Print each record that follows exactly, leaving the pictures behind.
=== Records to process ===
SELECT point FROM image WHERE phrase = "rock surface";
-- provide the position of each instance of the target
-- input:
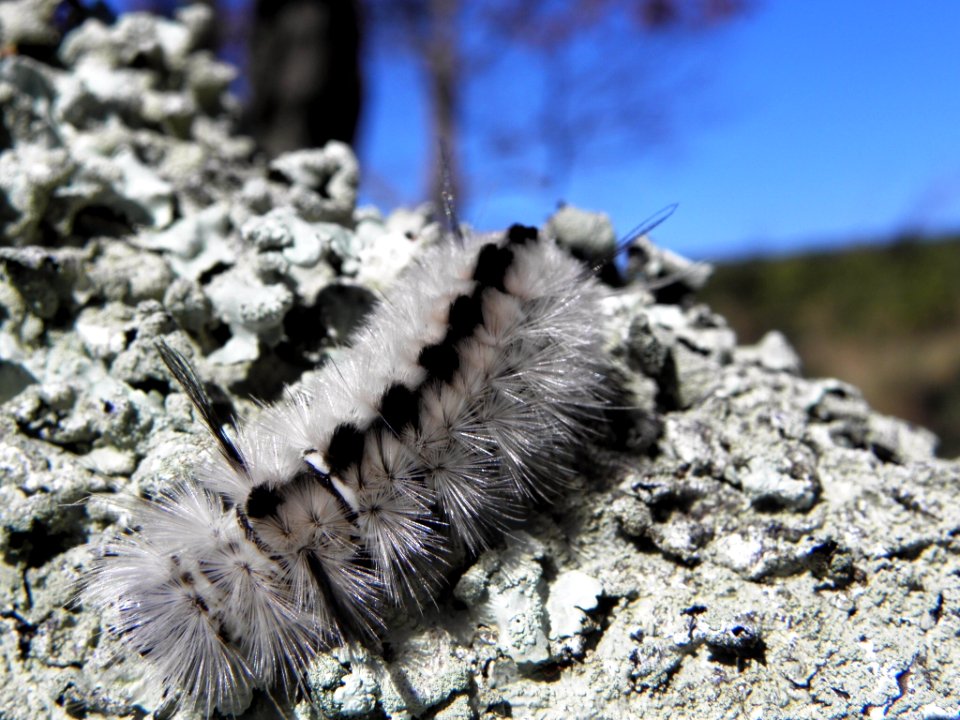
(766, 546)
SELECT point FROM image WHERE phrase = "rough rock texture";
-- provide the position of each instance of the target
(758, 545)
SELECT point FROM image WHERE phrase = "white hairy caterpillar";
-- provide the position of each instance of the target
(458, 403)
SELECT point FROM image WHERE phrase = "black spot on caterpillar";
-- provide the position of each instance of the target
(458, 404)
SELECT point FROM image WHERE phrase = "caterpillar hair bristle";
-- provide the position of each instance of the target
===
▶ [Solution for this problem]:
SELECT point FROM image WHERE phrase = "rock surface";
-- provide the position of each instance of the target
-- input:
(766, 546)
SELECT point FROM image WHERE phrase = "rough rock texture";
-- provide the position of each instance of the target
(758, 545)
SELECT point FROM image WHERE phrase = "white hairy caterpillar";
-- provide the position of each instance of the target
(458, 403)
SELECT point FROM image WHERE phrase = "black spot on caterpillar";
-- provide the position of each instance of the target
(458, 404)
SELECT point FROM image WHERE phrase = "caterpillar hair bristle";
-- provide the position of each instance of the target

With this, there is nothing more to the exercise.